**Quoted passage**
▬▬▬▬▬▬
Put simply, it isn’t that hard to complete a “hostile takeover” of a party when your hostility does not extend to anything that that party truly values. The GOP Establishment did not wage holy war on Trump in early 2016 because it found his incivility or xenophobia unconscionable; it did so because it doubted Trump’s ability to defeat Hillary Clinton, and his willingness to implement the conservative agenda. By delivering the White House to Republicans, the regulatory state to the Chamber of Commerce, the tax code to plutocrats, and the judiciary to the Federalist Society, Trump has dispelled those fears.
The mainstream press exaggerates Trump’s power over congressional Republicans because it refuses to recognize the gulf between the GOP’s stated values and its actual ones. The modern Republican Party has never been a stickler for balanced budgets, unfettered trade, or constitutional restraints on executive authority (when the executive is a Republican). It has always been happy to abet presidential lawlessness when doing so advanced the conservative movement’s ideological goals. Thus, the fact that House Republicans are willing to forgive Trump’s illicit efforts to sabotage the Democratic front-runner is much less significant than the Times suggests.
▬▬▬▬▬▬
**Information supplied**
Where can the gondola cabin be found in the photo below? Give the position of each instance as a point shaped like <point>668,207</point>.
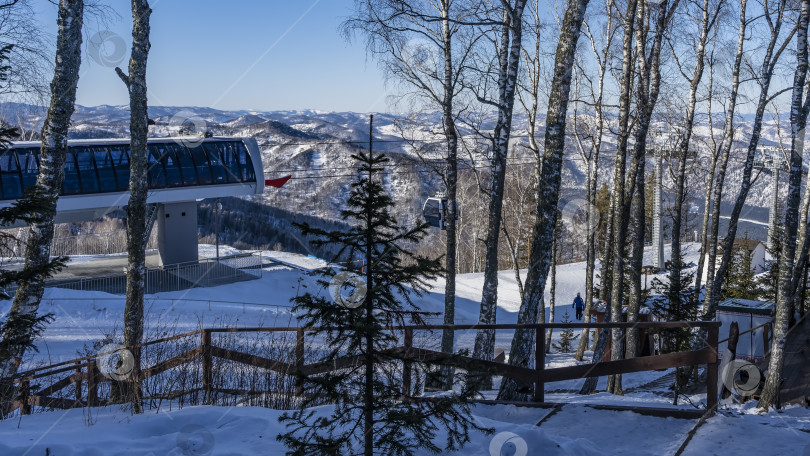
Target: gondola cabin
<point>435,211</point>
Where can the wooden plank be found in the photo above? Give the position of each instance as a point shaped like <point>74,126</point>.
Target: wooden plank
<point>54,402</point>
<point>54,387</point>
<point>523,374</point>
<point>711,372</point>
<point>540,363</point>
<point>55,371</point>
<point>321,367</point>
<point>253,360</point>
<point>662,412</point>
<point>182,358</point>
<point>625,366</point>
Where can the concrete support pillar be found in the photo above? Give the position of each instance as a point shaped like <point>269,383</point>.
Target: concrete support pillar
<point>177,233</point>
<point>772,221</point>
▬▬▬▬▬▬
**Brief 1**
Answer these three questions from the passage on Trump and the GOP.
(a) According to the passage, why did the GOP Establishment wage holy war on Trump in early 2016?
(b) What does the mainstream press exaggerate?
(c) To whom did Trump deliver the judiciary?
**Brief 2**
Translate this sentence from the passage on Trump and the GOP into Spanish: "The mainstream press exaggerates Trump’s power over congressional Republicans because it refuses to recognize the gulf between the GOP’s stated values and its actual ones."
**Brief 3**
Carry on the passage on Trump and the GOP from its last sentence, keeping its argument and tone.

**Written answer 1**
(a) It doubted Trump's ability to defeat Hillary Clinton and his willingness to implement the conservative agenda.
(b) Trump's power over congressional Republicans.
(c) The Federalist Society.

**Written answer 2**
La prensa convencional exagera el poder de Trump sobre los republicanos del Congreso porque se niega a reconocer la brecha entre los valores declarados del Partido Republicano y sus valores reales.

**Written answer 3**
Some GOP lawmakers surely disapprove of the president’s actions, and oppose his impeachment primarily out of fear of their constituents’ disapproval. But the fact that Trump can inspire such fears isn’t terribly impressive. Of course, GOP primary voters won’t tolerate Republicans who take the Democrats’ side in a fight over whether their president can remain in office. No issue has higher stakes or salience for a GOP partisan. The real question — at least, for assessing the extent of the president’s intraparty power — is whether such voters will tolerate Republicans who take the Koch brothers’ side in fights with Trump over prescription-drug policy or legal immigration. So far, the answer is yes.
All this said, it is possible that Trump has genuinely conquered the GOP. The president certainly has not lobbied as hard for price controls on drugs as he has against impeachment. And while 14 Senate Republicans felt comfortable bucking Trump on immigration in February of last year, the president’s “iron grip” over his party may be stronger now than it was then.
But until Trump stops asking his co-partisans for mere courtesies (like their complicity in his attacks on the constitutional order), and starts demanding wanton betrayals of their party’s highest ideals (like the passage of policies that materially benefit ordinary Republican voters, at the expense of major industries), his “takeover” of the party will remain neither “hostile” nor complete.